INSTRUCTIONS FOR THE TASK — Reproduce all of the entries below, substituting "occurrence" for every occurrence of "instance" and leaving everything else unchanged.

ENTRIES SHOWN —

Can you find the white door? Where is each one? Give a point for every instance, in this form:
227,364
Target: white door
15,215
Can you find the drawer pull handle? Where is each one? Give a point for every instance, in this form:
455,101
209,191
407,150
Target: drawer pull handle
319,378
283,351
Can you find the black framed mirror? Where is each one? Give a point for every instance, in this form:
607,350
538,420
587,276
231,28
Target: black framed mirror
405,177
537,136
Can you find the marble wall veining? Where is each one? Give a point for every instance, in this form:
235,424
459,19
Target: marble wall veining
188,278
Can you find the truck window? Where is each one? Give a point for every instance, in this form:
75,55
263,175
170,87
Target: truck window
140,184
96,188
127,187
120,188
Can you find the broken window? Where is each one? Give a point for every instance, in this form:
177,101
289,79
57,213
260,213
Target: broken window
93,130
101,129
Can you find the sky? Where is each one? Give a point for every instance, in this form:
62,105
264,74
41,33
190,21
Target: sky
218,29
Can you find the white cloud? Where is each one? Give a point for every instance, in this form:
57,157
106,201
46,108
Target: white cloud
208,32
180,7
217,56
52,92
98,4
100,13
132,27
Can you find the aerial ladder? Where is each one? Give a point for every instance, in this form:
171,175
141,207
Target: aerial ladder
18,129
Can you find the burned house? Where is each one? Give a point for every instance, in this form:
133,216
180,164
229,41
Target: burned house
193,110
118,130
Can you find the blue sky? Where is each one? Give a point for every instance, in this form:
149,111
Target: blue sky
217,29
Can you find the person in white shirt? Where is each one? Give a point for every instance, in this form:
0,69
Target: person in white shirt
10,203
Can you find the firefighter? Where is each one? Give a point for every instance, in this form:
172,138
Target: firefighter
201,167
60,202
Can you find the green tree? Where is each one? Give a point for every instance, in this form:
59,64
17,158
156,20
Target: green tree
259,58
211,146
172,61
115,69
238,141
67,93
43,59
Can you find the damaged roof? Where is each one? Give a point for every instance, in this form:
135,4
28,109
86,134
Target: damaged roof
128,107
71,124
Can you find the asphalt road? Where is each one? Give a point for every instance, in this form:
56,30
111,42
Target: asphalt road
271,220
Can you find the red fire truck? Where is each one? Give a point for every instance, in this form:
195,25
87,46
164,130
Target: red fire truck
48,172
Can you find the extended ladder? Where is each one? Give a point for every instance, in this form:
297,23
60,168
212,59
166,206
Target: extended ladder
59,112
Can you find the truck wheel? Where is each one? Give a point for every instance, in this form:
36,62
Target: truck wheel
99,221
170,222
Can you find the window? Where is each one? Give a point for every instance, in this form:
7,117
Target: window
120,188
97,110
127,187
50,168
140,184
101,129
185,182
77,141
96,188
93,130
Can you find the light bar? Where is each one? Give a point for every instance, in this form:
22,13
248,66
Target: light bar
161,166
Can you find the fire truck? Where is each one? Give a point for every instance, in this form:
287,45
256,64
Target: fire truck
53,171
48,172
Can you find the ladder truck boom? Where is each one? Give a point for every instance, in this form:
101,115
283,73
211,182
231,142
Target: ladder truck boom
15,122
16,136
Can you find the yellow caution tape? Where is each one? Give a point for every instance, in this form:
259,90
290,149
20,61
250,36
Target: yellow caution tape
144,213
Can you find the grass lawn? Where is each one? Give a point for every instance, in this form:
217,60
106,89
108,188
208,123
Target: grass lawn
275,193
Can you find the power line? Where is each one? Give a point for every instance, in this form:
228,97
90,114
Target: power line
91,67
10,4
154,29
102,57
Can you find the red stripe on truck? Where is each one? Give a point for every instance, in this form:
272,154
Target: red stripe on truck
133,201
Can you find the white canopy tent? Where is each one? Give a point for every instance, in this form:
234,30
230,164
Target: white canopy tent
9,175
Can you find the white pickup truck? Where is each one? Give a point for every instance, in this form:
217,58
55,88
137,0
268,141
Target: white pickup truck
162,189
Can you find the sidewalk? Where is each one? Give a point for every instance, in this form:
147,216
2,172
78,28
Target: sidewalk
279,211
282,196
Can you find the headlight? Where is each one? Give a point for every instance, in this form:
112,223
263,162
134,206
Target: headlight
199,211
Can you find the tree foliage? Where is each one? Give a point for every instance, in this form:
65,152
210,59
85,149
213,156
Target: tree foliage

WRITTEN RESPONSE —
Can you find the white door? Where is each one? Give a point for every occurrence, in this form:
227,364
Target: white door
15,215
Can you find the drawer pull handle? Where is each one? Give a point for every occurrence, in this form:
455,101
209,191
407,150
Target: drawer pull handle
319,378
283,351
Can you find the black framed mirror? Where is each one? Give a point for every occurrence, in this form:
607,350
538,420
587,276
231,28
Target: black framed mirror
405,177
537,136
Can you find the marble wall veining? Where is each one? Give a point for every occurrence, in this form:
235,424
459,19
Target: marble wall veining
188,278
Can you find the truck window? Where is each one? Give a point for every occurrence, in this form:
75,55
263,175
170,87
Target: truck window
140,184
96,188
127,187
120,188
Can you find the broken window? Where is each one? Give a point for every occurrence, in this form:
177,101
289,79
57,213
260,213
Target: broken window
93,130
101,129
Can you find the sky? Where is each one? Give a point for every occurrence, in this form:
62,105
264,74
41,33
190,21
Target: sky
218,29
Can you find the white cloud? Where is each one? Give a point for every occurrence, in this form:
57,157
106,201
46,108
Target: white cloud
208,32
180,7
217,56
52,92
98,4
100,13
132,27
Can you find the aerial ladder? Where is each one? Give a point for every occurrence, in this form:
171,175
141,207
Target: aerial ladder
18,129
Can you find the burned house? Where is each one? Give a point for every occurrence, in this form:
133,216
180,164
229,41
Target: burned house
193,110
118,130
Can you find the blue sky? Where is each one? Give a point for every occurrence, in this form:
149,111
Target: blue sky
217,29
Can you find the person in white shirt? Where is each one? Give a point for every occurrence, in this form:
0,69
Target: person in white shirt
10,203
Can you find the firefighter? Where is each one? Give a point for every occurrence, in this form:
172,138
Target: firefighter
201,167
60,202
Can you find the green tree? Where is each one? Give a point for every occurrence, in this form:
59,64
17,158
156,20
Target: green tree
259,58
211,146
172,61
115,69
238,141
67,93
43,59
Can you find the damaged roof? Where is each one? Give a point for every occurrence, in this form:
135,4
28,109
86,134
Target: damaged roof
128,107
71,124
Can you find the asphalt road? Where is each one? Give a point for every occurrence, in this form:
56,30
111,42
Target: asphalt road
271,220
Can you find the red fire truck? Where is each one? Give a point for every occurrence, in this form:
195,25
87,46
164,130
Target: red fire truck
48,172
Can you find the extended ladder? Where is each one? Give a point for every occurrence, in this form:
297,23
60,168
212,59
166,206
Target: extended ladder
59,112
Can you find the truck wheel? Where is each one? Give a point for every occurrence, in this form:
36,62
Target: truck wheel
99,221
170,222
Can you find the window? Where is each one? Give a point for every occurrence, in this form:
7,117
Target: window
120,188
97,110
127,187
50,168
140,184
101,129
185,182
77,141
96,188
93,130
Can you find the light bar? Where is each one? Give a point for every occurrence, in this form:
22,13
248,66
Target: light bar
161,166
Can you find the fire truck? Where is each one? Give a point for every occurrence, in this form:
287,45
256,64
Target: fire truck
53,171
48,172
Can you find the ladder truck boom? Where is each one? Give a point for every occurrence, in this form:
101,115
283,73
211,182
231,142
Target: ladder truck boom
15,122
16,136
Can you find the yellow caution tape? Where is each one? Give a point for every occurrence, in this form:
259,90
290,149
20,61
250,36
Target: yellow caution tape
144,213
Can you find the grass lawn? Where is each one? Give a point for every occurrence, in this form:
217,60
106,89
108,188
208,123
Target: grass lawn
275,193
Can you find the power line? Where is each one? Give a point for every occurrence, in this form:
228,97
90,114
Target: power line
91,67
10,4
154,29
102,57
Can you find the red stripe on truck? Where is each one? Give a point for every occurrence, in this form:
272,154
Target: red stripe on truck
133,201
Can you find the white canopy tent? Where is each one? Give a point for every occurrence, in this form:
234,30
230,164
Target: white canopy tent
9,175
Can you find the white pickup truck? Where is each one? Give a point for every occurrence, in this form:
217,58
55,88
137,0
268,141
Target: white pickup truck
162,189
Can you find the sidewalk? Where is each one? Give a point for every occurrence, in this form:
147,216
2,172
78,28
Target: sidewalk
279,211
282,196
Can you find the headlight? Where is each one? Give a point for every occurrence, in this form:
112,223
263,162
134,206
Target: headlight
199,211
Can you find the tree foliage? Where is each one? Give a point for every occurrence, in this form:
65,152
210,59
85,149
213,156
Target: tree foliage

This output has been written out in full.